» **Extracted entries**

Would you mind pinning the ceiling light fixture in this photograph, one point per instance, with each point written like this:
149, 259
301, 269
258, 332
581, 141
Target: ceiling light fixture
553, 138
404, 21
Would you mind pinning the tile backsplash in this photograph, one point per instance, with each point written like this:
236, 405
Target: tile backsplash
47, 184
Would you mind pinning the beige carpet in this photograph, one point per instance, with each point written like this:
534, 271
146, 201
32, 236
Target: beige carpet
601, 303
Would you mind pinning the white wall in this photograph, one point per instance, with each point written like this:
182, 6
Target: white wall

---

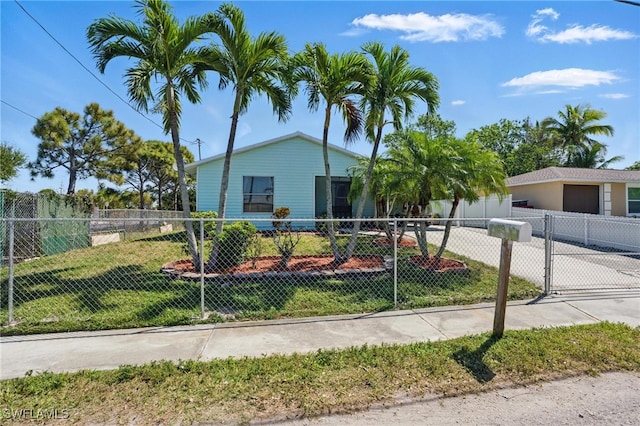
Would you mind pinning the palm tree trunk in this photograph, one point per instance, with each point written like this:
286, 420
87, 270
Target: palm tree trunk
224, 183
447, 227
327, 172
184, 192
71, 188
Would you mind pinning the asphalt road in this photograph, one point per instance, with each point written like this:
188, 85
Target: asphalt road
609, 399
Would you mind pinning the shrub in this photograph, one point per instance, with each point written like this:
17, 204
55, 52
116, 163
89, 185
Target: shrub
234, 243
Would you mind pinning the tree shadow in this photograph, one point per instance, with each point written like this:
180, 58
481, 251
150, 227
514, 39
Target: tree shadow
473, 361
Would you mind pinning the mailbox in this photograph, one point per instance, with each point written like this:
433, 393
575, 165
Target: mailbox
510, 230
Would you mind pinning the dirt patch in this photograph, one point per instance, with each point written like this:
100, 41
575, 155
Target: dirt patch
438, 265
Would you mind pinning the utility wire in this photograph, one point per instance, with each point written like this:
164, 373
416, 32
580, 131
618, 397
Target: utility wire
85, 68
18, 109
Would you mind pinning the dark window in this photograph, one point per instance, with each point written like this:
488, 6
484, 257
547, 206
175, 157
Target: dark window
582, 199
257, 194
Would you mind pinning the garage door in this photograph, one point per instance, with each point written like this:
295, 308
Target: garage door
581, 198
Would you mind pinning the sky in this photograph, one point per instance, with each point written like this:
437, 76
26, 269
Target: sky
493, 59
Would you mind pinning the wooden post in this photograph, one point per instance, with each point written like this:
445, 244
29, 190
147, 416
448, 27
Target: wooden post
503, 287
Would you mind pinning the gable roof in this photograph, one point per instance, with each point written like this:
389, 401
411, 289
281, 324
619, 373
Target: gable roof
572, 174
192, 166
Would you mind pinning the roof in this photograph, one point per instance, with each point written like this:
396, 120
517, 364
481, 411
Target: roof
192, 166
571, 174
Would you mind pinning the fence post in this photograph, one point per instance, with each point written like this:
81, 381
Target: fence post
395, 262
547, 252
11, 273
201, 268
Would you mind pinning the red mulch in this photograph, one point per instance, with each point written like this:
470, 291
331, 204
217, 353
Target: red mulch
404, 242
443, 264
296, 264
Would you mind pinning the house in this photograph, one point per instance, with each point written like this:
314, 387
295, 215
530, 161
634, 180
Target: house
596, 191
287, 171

...

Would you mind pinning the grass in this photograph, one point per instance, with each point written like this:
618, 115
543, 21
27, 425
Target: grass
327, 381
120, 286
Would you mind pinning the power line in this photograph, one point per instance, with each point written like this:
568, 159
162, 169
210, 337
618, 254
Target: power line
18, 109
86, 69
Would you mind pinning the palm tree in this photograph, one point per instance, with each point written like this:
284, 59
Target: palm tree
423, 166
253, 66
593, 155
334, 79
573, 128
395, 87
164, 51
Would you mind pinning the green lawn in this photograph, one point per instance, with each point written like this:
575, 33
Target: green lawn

» **Stated goal**
Pull out every line of the data above that contains the string "roof", matching case exactly, and copy each one in full.

» **Solution to this problem**
Would you mind pinning the gable roof in this photograph, one point per instance, with each point written like this:
Target: gable roof
Would you mind pinning the roof in this photograph, one point per instance, with each point written like this:
Target: roof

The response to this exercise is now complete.